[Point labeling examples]
+===+

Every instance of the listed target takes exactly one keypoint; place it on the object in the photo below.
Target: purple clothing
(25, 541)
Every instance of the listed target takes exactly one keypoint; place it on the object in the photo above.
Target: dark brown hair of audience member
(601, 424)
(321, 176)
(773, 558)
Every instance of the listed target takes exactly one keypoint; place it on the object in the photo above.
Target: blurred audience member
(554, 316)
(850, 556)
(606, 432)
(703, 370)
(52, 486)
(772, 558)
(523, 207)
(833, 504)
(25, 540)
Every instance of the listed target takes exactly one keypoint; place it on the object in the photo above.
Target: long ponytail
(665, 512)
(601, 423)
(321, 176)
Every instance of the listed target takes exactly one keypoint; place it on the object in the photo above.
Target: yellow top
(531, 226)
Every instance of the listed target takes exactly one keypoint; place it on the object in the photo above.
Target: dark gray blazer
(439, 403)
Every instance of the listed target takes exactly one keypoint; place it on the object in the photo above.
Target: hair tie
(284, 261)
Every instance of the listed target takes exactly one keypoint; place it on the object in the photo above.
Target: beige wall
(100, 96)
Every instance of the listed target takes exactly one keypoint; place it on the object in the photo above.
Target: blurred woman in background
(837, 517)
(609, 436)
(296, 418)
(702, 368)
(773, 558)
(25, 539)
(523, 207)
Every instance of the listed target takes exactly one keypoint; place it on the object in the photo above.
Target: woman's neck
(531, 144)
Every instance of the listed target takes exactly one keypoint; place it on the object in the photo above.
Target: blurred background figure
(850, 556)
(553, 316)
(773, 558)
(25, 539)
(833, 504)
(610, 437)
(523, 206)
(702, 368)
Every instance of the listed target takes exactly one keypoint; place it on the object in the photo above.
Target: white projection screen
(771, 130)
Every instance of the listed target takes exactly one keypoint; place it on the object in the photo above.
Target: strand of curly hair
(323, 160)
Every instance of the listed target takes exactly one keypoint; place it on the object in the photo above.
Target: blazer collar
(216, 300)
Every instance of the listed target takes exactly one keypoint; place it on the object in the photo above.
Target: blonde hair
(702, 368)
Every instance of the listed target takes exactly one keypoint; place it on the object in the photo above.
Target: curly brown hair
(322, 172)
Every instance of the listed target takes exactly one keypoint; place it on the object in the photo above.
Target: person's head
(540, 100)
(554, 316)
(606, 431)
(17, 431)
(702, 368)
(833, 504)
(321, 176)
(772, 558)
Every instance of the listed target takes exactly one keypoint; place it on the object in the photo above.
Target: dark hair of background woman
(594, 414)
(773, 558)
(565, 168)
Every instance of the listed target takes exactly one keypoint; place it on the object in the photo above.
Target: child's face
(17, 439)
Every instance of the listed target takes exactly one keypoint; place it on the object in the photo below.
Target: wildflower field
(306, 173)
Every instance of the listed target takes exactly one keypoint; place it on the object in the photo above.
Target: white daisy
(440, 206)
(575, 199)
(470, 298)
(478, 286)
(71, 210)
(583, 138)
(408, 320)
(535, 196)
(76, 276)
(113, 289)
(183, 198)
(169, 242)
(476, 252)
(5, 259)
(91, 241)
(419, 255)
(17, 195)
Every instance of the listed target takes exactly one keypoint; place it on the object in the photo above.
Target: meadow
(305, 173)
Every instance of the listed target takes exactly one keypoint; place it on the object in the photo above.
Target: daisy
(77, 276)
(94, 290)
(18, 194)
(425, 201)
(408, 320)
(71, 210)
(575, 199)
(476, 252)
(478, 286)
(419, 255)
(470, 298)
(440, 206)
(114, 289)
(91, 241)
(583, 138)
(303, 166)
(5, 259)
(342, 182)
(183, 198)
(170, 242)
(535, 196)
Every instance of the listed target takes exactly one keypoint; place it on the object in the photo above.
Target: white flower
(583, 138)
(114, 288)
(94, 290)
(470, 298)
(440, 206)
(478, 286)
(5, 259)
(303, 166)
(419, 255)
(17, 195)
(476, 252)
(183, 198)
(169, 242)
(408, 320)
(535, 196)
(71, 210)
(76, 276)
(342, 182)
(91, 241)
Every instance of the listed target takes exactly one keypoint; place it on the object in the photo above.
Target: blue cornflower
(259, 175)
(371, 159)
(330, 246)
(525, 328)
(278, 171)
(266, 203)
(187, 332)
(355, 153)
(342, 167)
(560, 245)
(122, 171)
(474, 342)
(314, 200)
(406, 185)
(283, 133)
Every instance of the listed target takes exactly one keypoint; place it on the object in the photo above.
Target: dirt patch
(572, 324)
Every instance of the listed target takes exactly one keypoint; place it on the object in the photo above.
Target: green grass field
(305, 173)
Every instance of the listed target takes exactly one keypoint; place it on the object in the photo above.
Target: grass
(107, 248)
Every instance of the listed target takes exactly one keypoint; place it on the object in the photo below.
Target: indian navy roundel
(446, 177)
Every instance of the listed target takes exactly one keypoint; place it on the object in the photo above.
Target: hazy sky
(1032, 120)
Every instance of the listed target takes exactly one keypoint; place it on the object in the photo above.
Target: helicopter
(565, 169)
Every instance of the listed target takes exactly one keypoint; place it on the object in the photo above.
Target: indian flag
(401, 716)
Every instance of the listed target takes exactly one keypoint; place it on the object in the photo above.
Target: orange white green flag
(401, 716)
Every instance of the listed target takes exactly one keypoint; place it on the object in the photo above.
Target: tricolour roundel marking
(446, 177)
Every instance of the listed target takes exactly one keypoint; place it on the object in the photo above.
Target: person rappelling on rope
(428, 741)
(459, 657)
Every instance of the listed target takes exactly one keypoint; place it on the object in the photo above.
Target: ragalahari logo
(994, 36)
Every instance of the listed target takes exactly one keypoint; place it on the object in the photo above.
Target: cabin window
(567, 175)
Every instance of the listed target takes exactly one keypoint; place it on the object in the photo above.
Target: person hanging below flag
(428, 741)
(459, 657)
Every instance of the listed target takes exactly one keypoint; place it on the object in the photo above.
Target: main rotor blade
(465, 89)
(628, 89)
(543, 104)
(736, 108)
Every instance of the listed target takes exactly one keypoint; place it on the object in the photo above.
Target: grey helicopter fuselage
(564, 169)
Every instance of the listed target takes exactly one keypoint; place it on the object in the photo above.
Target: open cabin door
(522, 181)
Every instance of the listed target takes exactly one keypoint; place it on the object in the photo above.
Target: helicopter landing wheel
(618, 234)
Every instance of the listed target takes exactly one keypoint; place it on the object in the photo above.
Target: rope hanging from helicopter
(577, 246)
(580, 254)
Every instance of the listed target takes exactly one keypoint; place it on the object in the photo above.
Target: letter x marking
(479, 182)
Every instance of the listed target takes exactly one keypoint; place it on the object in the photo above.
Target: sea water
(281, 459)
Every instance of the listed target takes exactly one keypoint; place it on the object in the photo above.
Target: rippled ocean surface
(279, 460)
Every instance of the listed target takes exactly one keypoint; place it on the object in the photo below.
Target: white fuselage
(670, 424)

+===+

§ REQUIRED TASK: In this exercise, repeat all entries exactly.

§ EXPECTED ANSWER:
Every instance of the listed target takes exactly one keypoint; place it on the object in the photo below.
Target: purple clothing
(25, 541)
Every instance of the listed target takes exactly one keypoint; place it on the object in the photo above.
Target: dark brown hair of audience member
(601, 424)
(321, 176)
(773, 558)
Every instance of the listed target takes exactly one keypoint; place it on the object in the photo above.
Target: blurred audience member
(554, 316)
(850, 556)
(606, 432)
(703, 370)
(52, 486)
(772, 558)
(523, 207)
(833, 504)
(25, 540)
Every instance of the listed target takes exactly one keypoint; place it on the object in the photo above.
Target: long ponytail
(665, 512)
(601, 423)
(321, 176)
Every instance of the listed target takes exactly one keypoint; place it on the object in the photo above.
Target: yellow top
(531, 226)
Every instance of the listed target takes exactly one keypoint; place it on the object in the photo above.
Target: dark gray blazer
(439, 403)
Every instance of the listed target takes exactly one keypoint; place it on the object in the photo above.
Target: hair tie
(284, 261)
Every instance of the listed target takes exactly one keypoint; place it on the object in the photo above.
Target: beige wall
(100, 96)
Every instance of the listed target takes exactly one keypoint; place it on the object in the photo above.
Target: blurred woman in background
(837, 517)
(609, 436)
(296, 418)
(702, 368)
(773, 558)
(25, 539)
(523, 207)
Every instance of the listed target takes exactly one keypoint; place it on the object in the photo above.
Target: woman's neck
(531, 144)
Every instance of the listed target takes exactly one keypoint; place it on the object in the photo above.
Target: blurred background figure
(850, 556)
(553, 316)
(773, 558)
(25, 539)
(833, 504)
(610, 437)
(523, 206)
(702, 368)
Every instance of the listed target takes exactly one keypoint; place it on the object in the photo above.
Target: white projection screen
(771, 130)
Every instance of the listed target takes exactly one keypoint; place it on the object in the photo above.
Target: strand of curly hair
(323, 160)
Every instance of the listed target takes exactly one keypoint; place it on the object in the photo above.
Target: blazer collar
(216, 300)
Every instance of the listed target takes exactly one keypoint; place it on the object in the photo above.
Target: blonde hair
(702, 368)
Every instance of the listed target takes exactly one keypoint; place it on the object in the photo above.
Target: curly brown hair
(322, 172)
Every instance of the listed target takes exactly one keypoint; place it on the object in the photo above.
Target: person's head
(540, 100)
(554, 316)
(606, 431)
(17, 431)
(702, 368)
(833, 504)
(321, 176)
(772, 558)
Every instance of the listed target takes exactly one keypoint; place it on the object in the photo above.
Target: dark hair of background woman
(594, 414)
(773, 558)
(565, 168)
Every instance of the listed target takes exactly one keypoint; place it on the object in the photo above.
Target: child's face
(17, 439)
Every instance of the listed target takes exactly one keypoint; place it on the object in the photo below.
Target: wildflower field
(306, 173)
Every instance of the listed target takes exactly one keypoint; place it on the object in the photo above.
Target: white daisy
(440, 206)
(575, 199)
(470, 298)
(478, 286)
(71, 210)
(583, 138)
(408, 320)
(535, 196)
(76, 276)
(113, 289)
(183, 198)
(169, 242)
(476, 252)
(5, 259)
(91, 241)
(419, 255)
(17, 195)
Every instance of the listed target takes exactly one keypoint; place it on the object in the photo above.
Target: meadow
(305, 173)
Every instance of the listed target takes exactly one keypoint; place it on the object in the photo above.
Target: daisy
(77, 276)
(94, 290)
(18, 194)
(425, 201)
(408, 320)
(71, 210)
(575, 199)
(476, 252)
(478, 286)
(419, 255)
(470, 298)
(440, 206)
(114, 289)
(91, 241)
(583, 138)
(303, 166)
(5, 259)
(342, 182)
(183, 198)
(170, 242)
(535, 196)
Every instance of the listed target takes exactly one keypoint; place it on the object in the photo above.
Target: white flower
(583, 138)
(114, 288)
(94, 290)
(470, 298)
(440, 206)
(478, 286)
(5, 259)
(303, 166)
(419, 255)
(17, 195)
(476, 252)
(183, 198)
(169, 242)
(408, 320)
(535, 196)
(71, 210)
(76, 276)
(342, 182)
(91, 241)
Every instance of the listed target takes exactly one keypoint; place it on the object in the photo above.
Target: blue cornflower
(259, 175)
(371, 159)
(330, 246)
(525, 328)
(278, 171)
(266, 203)
(187, 332)
(355, 153)
(342, 167)
(560, 245)
(122, 171)
(474, 342)
(314, 200)
(406, 185)
(283, 133)
Every instance of the listed target takes exactly one keypoint; place it on the object in the photo above.
Target: dirt patch
(572, 324)
Every instance of the listed target takes exactly one keypoint; place it on the object in the photo above.
Target: green grass field
(305, 173)
Every instance of the listed target takes exactly one keypoint; place it on the object in the photo above.
Target: grass
(107, 248)
Every instance of the listed target takes exactly one keypoint; place it on the object in the photo below.
Target: indian navy roundel
(446, 177)
Every instance of the listed target takes exactly one keypoint; place it on the object in the photo above.
Target: hazy sky
(1032, 120)
Every instance of the listed target takes exactly one keypoint; place it on the object in the photo above.
Target: helicopter
(565, 169)
Every instance of the listed target takes exactly one keypoint; place it on the object in the photo above.
Target: indian flag
(401, 716)
Every instance of the listed target takes exactly one keypoint; place it on the object in the photo above.
Target: orange white green flag
(401, 716)
Every instance of the listed target takes exactly one keypoint; place it on the object in the photo above.
Target: tricolour roundel marking
(446, 177)
Every instance of the listed target takes exactly one keypoint; place it on the object in the photo above.
Target: person rappelling on rope
(428, 741)
(459, 657)
Every instance of the listed target takes exactly one keypoint; place it on the object in the photo above.
Target: ragalahari logo
(994, 36)
Every instance of the listed target takes exactly one keypoint; place it on the object in the photo above.
Target: cabin window
(567, 175)
Every instance of the listed target takes exactly one keypoint; place it on the object in the photo above.
Target: person hanging below flag
(428, 741)
(459, 657)
Every instance of the listed target takes exactly one keypoint; place it on the object in the photo above.
Target: main rotor blade
(465, 89)
(628, 89)
(543, 104)
(736, 108)
Every instance of the listed target takes exactly one keypoint; place it on the object in the photo above.
Target: grey helicopter fuselage
(564, 169)
Every instance of the listed target takes exactly one keypoint; place it on the object in the photo above.
Target: open cabin door
(522, 181)
Every instance of the listed target takes exactly one keypoint; place it on the object in the photo above.
Target: helicopter landing wheel
(618, 234)
Every instance of the listed target takes exactly one keypoint; place it on the object in the photo above.
Target: rope hanging from helicopter
(577, 246)
(580, 254)
Every instance of the listed target takes exactly one keypoint; place it on the object in the photo above.
Target: letter x marking
(479, 182)
Every instance of the listed target takes exactly one keypoint; place it on the object in the photo above.
Target: sea water
(281, 459)
Every instance of the listed target takes exactly one keypoint; place it on the object in the photo above.
Target: rippled ocean surface
(279, 460)
Every instance of the listed target takes exactly one keypoint; place it on the object in the photo below.
Target: white fuselage
(670, 424)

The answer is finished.